- _STATED TASK_: How many lines below contain the string "cola"? Reply with the number alone.

- _INPUT_:
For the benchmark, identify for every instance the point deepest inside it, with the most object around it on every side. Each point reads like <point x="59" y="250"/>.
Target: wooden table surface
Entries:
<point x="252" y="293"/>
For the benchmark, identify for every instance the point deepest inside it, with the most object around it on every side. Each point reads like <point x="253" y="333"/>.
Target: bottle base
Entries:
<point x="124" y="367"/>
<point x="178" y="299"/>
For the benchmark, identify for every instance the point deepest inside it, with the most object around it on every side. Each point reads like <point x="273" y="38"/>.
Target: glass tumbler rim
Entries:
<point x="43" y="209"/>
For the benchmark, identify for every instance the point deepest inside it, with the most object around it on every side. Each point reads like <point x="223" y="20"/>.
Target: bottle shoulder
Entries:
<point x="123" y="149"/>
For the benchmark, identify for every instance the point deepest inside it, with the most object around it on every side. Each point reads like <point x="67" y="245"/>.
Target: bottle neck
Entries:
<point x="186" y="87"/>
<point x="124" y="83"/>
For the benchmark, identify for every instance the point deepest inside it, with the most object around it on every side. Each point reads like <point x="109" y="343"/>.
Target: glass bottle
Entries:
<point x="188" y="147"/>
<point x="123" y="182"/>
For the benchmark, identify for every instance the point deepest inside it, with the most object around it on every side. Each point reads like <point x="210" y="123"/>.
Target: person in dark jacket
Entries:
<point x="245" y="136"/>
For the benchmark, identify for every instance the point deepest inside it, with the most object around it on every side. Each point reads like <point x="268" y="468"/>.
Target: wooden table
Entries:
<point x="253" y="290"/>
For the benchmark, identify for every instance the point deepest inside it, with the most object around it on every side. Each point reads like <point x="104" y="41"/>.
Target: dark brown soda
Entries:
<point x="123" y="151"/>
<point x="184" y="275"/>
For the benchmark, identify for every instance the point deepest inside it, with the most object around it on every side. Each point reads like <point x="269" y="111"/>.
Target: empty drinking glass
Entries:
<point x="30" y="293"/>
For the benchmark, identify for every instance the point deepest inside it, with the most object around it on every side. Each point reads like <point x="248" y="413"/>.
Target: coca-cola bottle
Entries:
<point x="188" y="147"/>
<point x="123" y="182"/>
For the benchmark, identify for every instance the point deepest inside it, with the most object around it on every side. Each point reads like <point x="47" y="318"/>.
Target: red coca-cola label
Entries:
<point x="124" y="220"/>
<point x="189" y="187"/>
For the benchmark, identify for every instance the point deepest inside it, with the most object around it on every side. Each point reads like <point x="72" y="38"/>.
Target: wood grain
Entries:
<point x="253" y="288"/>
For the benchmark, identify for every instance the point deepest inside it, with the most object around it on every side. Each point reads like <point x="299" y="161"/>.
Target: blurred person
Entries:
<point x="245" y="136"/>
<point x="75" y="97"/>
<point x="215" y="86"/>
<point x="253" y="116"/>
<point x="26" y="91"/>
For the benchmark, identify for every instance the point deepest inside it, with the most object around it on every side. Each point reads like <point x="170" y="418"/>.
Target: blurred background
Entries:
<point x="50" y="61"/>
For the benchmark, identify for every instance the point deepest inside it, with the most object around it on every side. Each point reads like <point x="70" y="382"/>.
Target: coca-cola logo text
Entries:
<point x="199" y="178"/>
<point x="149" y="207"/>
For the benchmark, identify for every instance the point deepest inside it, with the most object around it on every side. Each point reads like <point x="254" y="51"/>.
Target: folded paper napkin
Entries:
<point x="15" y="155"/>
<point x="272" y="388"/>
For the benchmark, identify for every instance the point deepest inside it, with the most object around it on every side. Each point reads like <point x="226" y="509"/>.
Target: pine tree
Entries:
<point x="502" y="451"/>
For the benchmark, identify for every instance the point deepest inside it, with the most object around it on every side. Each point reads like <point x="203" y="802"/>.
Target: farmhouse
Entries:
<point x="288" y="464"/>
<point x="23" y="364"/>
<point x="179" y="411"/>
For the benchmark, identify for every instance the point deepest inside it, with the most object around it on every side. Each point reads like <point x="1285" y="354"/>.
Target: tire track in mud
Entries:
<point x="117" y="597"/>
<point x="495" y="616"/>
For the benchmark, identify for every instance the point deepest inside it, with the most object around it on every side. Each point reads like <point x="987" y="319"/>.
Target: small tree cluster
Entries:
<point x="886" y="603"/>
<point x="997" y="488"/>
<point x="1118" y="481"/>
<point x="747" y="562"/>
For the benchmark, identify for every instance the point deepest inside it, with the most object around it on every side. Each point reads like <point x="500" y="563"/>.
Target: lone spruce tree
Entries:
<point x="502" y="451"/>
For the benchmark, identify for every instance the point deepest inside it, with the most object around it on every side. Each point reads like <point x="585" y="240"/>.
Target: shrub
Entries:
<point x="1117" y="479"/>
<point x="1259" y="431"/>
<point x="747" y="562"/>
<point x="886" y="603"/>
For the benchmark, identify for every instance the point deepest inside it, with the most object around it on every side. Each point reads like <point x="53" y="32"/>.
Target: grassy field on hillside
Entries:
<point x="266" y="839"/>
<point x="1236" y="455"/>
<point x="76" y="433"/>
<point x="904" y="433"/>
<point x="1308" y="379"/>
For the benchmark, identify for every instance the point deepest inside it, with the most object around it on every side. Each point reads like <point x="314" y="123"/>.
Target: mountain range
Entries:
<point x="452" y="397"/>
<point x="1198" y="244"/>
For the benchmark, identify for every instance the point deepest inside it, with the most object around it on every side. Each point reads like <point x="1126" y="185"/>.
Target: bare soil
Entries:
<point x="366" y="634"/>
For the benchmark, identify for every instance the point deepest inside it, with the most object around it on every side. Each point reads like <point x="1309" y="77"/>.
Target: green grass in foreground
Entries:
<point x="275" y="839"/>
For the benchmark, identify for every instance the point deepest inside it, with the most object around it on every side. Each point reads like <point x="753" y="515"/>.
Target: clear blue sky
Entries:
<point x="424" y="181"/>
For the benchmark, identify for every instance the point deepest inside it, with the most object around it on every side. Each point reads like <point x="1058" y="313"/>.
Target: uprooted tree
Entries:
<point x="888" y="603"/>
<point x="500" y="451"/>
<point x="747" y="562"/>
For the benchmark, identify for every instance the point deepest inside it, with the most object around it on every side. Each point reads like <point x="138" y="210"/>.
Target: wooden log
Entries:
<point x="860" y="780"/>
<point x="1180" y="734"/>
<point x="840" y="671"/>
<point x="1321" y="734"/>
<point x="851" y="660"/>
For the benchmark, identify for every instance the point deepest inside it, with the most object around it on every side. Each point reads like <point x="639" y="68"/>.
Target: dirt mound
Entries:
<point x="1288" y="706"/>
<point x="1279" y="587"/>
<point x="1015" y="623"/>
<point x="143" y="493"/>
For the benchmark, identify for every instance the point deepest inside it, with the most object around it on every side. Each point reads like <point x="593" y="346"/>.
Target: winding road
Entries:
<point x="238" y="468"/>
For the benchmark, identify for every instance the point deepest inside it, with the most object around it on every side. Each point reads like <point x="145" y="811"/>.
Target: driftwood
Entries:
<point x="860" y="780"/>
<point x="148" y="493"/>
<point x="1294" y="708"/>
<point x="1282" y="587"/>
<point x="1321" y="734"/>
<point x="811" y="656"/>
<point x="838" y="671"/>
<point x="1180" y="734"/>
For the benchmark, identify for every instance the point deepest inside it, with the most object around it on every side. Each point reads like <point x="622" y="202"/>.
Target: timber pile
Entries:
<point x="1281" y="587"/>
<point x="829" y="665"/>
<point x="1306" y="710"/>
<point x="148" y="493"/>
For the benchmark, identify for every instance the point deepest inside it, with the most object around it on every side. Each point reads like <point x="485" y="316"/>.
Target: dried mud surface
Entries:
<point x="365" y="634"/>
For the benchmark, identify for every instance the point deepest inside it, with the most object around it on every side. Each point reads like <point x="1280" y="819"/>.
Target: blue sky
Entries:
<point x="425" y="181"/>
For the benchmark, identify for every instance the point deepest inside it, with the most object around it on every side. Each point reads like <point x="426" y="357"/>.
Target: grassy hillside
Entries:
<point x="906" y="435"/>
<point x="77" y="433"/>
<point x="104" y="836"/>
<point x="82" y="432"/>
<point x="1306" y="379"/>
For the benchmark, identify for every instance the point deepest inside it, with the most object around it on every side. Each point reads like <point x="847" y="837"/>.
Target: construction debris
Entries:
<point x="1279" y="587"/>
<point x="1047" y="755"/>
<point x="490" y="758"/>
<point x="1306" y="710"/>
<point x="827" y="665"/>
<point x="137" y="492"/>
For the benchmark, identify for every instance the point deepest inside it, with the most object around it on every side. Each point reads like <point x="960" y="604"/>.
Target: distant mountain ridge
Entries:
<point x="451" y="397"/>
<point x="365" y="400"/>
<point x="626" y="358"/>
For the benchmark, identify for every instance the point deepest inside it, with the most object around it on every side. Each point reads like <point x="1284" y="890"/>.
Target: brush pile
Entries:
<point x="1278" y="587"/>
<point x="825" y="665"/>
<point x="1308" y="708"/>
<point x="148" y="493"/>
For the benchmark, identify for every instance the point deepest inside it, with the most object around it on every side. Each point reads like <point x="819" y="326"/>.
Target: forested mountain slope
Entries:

- _RESPONSE_: 3